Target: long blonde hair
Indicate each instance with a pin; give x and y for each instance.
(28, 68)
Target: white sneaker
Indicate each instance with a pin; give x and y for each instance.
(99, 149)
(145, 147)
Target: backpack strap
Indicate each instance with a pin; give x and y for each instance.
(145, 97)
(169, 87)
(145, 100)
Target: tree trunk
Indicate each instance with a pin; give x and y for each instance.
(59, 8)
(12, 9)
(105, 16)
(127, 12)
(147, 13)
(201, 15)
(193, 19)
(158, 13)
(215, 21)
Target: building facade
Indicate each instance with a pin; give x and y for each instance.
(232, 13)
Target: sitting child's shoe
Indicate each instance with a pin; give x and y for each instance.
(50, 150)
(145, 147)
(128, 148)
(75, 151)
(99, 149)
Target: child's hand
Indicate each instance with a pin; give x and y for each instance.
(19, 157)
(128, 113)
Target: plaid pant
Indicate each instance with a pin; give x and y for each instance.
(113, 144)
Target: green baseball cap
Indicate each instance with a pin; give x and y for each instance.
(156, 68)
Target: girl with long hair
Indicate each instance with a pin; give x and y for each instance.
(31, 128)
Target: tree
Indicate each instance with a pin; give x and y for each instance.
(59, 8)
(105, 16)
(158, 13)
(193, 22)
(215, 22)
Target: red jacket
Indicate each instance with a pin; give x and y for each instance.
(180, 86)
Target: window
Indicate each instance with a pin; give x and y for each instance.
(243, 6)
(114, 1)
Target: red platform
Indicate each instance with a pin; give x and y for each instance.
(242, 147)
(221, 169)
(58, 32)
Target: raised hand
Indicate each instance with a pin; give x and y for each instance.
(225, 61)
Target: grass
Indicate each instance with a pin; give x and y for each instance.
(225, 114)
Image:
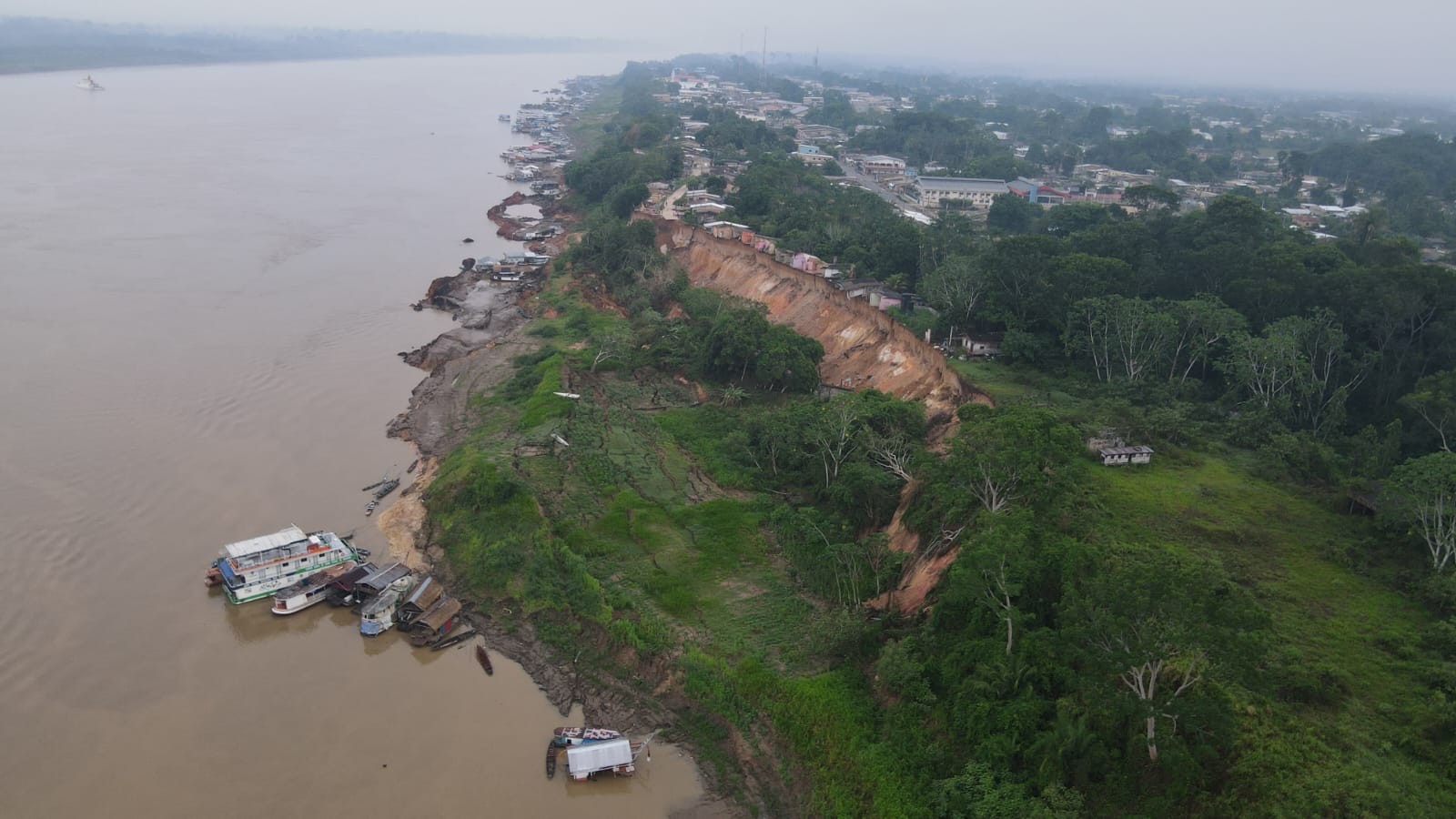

• **TASK STATEMENT**:
Go line by line through the material above and return each one that includes "long".

• **ANSWER BOX**:
Target: long blonde hair
Target: girl with long hair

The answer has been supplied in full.